**Descrição da tarefa**
Por favor, transcreva na íntegra a resenha de The Mageseeker, sem mudar nenhuma palavra nem sinal.

**Texto extraído**
□ □ □

Curiosamente, mesmo não sendo um jogador convicto de League of Legends – falo daquele original, que se tornou um dos maiores fenômenos da cultura pop deste século – estou aqui na análise de um segundo projeto derivado da franquia, parte de um plano transmidiático ousado e muito bem-vindo da Riot Forge em levar sua propriedade intelectual para outros públicos. Então tendo experimentado brevemente o jogo original e me apaixonado tanto pelo game Ruined King (do qual falei um pouco mais na análise aqui pro site) quanto pela série animada Arcane, da Netflix, as expectativas pelo novo jogo sempre foram altíssimas.
The Mageseeker: A League of Legends Story traz a franquia agora para um sistema de RPG de ação em visão isométrica, em um novo recorte deste vasto universo, que conta a história de Sylas, mais um dos campeões veteranos de LoL, aqui retratado como um sujeito bastante descontente com as correntes que o prendiam – as literais e as metafóricas também – e que usa sua sensibilidade para o uso de magia para se aliar a um movimento de revolta contra seus captores e, enfim, subverter as relações hierárquicas de poder, algo que acaba não só mexendo com o status quo da classe, como respinga em toda a ordem estabelecida. Uma história de vingança das mais conhecidas no mundo da fantasia, tal como já vimos, dentre tantos outros lugares, na trilogia original God of War, e que aqui é muito bem escrita e equilibrada para dar sustentação à sede pela violência nutrida pelo seu protagonista. Então, se não é exatamente uma história pretensamente original, ela cumpre bem o seu propósito ao nos dar a substância necessária para sabermos de onde partimos, por onde passamos e onde devemos chegar.

□ □ □

**Material fornecido**
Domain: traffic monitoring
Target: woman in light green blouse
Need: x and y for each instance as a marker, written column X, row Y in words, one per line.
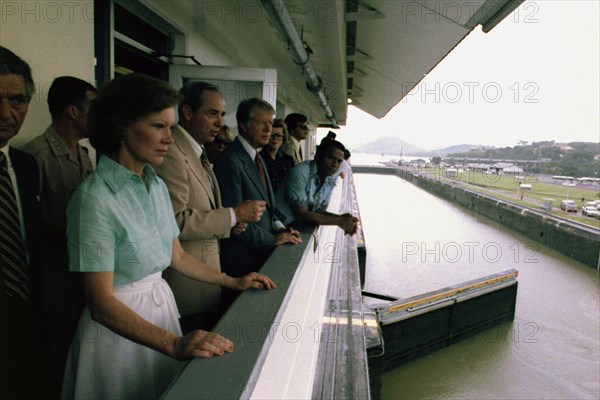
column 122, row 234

□ □ □

**Resposta esperada**
Curiosamente, mesmo não sendo um jogador convicto de League of Legends – falo daquele original, que se tornou um dos maiores fenômenos da cultura pop deste século – estou aqui na análise de um segundo projeto derivado da franquia, parte de um plano transmidiático ousado e muito bem-vindo da Riot Forge em levar sua propriedade intelectual para outros públicos. Então tendo experimentado brevemente o jogo original e me apaixonado tanto pelo game Ruined King (do qual falei um pouco mais na análise aqui pro site) quanto pela série animada Arcane, da Netflix, as expectativas pelo novo jogo sempre foram altíssimas.
The Mageseeker: A League of Legends Story traz a franquia agora para um sistema de RPG de ação em visão isométrica, em um novo recorte deste vasto universo, que conta a história de Sylas, mais um dos campeões veteranos de LoL, aqui retratado como um sujeito bastante descontente com as correntes que o prendiam – as literais e as metafóricas também – e que usa sua sensibilidade para o uso de magia para se aliar a um movimento de revolta contra seus captores e, enfim, subverter as relações hierárquicas de poder, algo que acaba não só mexendo com o status quo da classe, como respinga em toda a ordem estabelecida. Uma história de vingança das mais conhecidas no mundo da fantasia, tal como já vimos, dentre tantos outros lugares, na trilogia original God of War, e que aqui é muito bem escrita e equilibrada para dar sustentação à sede pela violência nutrida pelo seu protagonista. Então, se não é exatamente uma história pretensamente original, ela cumpre bem o seu propósito ao nos dar a substância necessária para sabermos de onde partimos, por onde passamos e onde devemos chegar.